Location identification items
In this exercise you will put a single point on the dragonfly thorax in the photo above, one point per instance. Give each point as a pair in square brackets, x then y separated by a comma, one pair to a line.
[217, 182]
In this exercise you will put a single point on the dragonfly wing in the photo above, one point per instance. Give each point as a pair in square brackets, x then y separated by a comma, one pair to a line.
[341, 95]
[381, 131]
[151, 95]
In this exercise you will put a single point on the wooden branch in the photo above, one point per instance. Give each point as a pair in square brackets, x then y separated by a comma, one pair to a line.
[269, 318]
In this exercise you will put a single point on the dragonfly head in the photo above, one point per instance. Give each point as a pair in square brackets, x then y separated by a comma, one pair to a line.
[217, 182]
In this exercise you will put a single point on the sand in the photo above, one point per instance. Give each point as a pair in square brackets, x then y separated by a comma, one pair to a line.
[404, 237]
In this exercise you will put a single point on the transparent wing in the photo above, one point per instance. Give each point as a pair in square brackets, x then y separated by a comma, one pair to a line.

DIRECTION
Rewrite every line of the rows above, not only the answers, and shift each coordinate value in the answers up by 5.

PROBLEM SOLUTION
In this exercise you will put a single point on the dragonfly thorax in the photo above, one point per instance. Give each point as a pair in square brackets, x then y separated by a comma, one pair to a line.
[222, 187]
In this exercise you will put a single point on the dragonfly wing in the photo above, one point per instance. Give each point as a pair in square brackets, x then y separated by a comma, one pair to a line.
[346, 100]
[386, 136]
[156, 100]
In this exercise you will put a single point on the wooden branch in the photo above, one point per instance. Give each point as a pair in square brackets, x then y separated by a comma, one pair to a line.
[274, 323]
In this exercise you will put a single point on the dragonfly head in the photo above, one point per instance. Give each point as a pair in square brackets, x then y separated by a comma, one pair to a line.
[222, 187]
In this exercise you will put a single point on the sand in the photo above, one point per instance. Give each point as a pair in square brackets, x then y separated by a comma, one pair to a line.
[409, 242]
In this exercise you will put a single point on the transparent wing in the photo above, one point per instance. Give each point as a pair in square brackets, x then y separated by a comma, one pair to a line.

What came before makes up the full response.